## Task requirements
Collect each line of the records containing the string "window".

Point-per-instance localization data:
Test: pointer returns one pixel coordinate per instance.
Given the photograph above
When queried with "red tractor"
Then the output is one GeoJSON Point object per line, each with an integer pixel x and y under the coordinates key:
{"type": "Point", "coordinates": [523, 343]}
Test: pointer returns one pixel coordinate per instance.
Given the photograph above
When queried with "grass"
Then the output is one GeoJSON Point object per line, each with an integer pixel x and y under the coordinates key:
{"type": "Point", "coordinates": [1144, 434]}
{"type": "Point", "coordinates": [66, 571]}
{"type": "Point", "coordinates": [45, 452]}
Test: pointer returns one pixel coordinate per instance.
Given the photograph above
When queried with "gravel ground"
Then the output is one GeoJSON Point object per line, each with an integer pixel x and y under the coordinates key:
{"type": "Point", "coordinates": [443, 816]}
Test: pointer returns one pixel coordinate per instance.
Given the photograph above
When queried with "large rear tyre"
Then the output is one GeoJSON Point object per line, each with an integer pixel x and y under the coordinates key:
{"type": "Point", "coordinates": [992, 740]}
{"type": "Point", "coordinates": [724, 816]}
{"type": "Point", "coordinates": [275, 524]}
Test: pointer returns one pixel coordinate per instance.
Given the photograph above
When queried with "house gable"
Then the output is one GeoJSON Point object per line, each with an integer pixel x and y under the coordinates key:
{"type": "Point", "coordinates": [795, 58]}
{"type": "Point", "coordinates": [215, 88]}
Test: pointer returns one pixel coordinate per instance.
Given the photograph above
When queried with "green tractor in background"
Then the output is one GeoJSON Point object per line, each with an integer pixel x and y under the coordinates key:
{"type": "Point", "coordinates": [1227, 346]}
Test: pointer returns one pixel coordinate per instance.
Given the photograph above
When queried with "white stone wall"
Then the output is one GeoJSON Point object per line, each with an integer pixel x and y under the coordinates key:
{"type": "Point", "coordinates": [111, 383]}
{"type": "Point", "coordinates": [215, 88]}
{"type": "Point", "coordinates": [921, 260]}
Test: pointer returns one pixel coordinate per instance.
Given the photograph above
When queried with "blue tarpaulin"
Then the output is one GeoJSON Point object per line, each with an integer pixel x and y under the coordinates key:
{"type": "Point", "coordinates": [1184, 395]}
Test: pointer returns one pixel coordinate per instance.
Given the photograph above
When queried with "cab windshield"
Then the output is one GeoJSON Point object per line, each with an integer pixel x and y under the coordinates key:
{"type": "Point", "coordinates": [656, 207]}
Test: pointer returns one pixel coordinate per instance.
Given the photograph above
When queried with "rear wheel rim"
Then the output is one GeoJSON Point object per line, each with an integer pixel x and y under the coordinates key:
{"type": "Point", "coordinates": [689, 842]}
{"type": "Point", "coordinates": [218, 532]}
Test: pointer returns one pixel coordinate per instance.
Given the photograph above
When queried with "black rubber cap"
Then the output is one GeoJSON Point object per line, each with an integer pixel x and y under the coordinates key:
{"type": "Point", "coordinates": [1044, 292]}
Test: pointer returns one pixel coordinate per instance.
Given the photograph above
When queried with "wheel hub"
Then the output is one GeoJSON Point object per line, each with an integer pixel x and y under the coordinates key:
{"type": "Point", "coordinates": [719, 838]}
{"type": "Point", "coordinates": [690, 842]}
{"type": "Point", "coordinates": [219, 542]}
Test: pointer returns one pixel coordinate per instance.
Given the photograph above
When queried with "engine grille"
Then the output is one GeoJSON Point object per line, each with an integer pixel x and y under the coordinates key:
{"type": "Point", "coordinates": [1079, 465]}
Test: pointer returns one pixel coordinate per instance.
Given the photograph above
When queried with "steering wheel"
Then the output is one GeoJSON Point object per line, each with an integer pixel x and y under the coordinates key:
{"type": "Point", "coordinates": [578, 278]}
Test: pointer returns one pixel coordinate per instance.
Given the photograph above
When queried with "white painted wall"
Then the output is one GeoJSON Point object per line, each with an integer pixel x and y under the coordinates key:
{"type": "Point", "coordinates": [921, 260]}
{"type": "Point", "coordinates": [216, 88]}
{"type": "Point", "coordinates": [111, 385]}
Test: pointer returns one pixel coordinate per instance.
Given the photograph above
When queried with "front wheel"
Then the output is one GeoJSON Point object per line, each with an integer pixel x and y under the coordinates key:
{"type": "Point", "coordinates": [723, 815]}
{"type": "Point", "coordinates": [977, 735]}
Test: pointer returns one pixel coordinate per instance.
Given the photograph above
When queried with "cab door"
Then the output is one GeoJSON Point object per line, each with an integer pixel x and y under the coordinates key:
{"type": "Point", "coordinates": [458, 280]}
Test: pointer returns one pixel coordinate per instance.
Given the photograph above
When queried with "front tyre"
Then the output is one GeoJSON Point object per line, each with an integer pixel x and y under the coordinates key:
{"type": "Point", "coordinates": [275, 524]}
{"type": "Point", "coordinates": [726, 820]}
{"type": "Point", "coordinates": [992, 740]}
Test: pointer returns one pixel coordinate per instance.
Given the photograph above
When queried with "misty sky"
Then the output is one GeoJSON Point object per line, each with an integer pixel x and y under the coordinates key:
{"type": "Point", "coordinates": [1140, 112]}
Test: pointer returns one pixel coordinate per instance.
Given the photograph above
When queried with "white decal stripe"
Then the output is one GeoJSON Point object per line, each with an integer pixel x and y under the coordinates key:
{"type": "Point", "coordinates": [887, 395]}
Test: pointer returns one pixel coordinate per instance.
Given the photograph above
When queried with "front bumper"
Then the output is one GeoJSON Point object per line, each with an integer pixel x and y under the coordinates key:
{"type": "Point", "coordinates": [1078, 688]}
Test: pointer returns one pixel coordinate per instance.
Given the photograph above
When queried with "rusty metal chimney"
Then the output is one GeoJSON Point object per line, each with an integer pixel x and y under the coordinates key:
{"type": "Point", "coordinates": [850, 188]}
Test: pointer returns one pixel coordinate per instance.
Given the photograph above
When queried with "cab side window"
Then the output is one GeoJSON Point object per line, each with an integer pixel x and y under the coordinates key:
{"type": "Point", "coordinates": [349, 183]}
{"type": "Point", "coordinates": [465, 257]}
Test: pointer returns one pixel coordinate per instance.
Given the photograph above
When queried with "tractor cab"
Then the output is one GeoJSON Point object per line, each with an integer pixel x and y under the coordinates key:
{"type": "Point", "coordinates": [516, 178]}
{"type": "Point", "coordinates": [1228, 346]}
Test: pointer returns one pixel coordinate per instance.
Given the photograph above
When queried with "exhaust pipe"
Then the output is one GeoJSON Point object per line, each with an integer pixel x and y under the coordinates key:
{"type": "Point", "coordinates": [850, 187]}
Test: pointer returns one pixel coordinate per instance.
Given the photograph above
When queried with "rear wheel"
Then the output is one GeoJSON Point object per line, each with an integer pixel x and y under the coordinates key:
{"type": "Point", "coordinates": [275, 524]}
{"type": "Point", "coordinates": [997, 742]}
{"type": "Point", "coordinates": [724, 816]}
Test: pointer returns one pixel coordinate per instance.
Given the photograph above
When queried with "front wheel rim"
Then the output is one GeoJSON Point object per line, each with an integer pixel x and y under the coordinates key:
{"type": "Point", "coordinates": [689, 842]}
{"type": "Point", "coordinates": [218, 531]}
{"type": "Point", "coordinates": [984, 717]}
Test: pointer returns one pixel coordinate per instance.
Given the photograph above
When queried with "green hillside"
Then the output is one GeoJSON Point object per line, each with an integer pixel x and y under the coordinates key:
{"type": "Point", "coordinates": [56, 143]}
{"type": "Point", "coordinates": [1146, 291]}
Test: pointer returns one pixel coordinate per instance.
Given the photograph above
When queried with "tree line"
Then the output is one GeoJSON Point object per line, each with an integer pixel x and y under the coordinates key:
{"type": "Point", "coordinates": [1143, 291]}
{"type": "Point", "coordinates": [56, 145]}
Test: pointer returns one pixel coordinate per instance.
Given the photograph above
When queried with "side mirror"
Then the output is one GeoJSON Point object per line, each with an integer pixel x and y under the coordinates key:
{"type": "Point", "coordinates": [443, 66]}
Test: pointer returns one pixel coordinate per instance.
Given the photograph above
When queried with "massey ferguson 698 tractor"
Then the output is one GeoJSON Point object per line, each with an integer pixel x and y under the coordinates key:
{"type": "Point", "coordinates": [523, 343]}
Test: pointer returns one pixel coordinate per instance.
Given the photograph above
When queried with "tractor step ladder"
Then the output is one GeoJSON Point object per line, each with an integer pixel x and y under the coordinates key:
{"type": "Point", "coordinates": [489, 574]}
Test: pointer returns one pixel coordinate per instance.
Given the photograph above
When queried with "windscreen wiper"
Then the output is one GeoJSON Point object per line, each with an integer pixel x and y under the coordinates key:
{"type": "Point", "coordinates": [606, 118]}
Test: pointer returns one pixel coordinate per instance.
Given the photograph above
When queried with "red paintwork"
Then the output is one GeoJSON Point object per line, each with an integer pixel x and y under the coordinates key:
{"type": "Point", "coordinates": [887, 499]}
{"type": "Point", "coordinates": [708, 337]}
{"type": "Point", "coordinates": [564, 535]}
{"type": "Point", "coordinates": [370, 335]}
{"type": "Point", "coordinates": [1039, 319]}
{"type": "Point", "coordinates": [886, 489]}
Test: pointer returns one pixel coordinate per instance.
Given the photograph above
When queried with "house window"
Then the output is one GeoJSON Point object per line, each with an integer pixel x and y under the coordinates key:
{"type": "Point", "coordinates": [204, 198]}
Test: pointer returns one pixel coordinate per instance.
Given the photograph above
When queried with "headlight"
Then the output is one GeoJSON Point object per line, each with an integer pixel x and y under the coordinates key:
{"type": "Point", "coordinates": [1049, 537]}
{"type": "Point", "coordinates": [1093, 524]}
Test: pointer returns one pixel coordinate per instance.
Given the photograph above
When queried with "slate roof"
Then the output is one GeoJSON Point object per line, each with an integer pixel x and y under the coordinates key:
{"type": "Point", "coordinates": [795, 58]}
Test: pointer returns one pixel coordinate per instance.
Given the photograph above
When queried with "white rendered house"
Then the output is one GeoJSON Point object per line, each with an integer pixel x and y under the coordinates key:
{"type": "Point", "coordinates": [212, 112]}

## Solved exercise
When queried with "cab side window"
When queried with "house window"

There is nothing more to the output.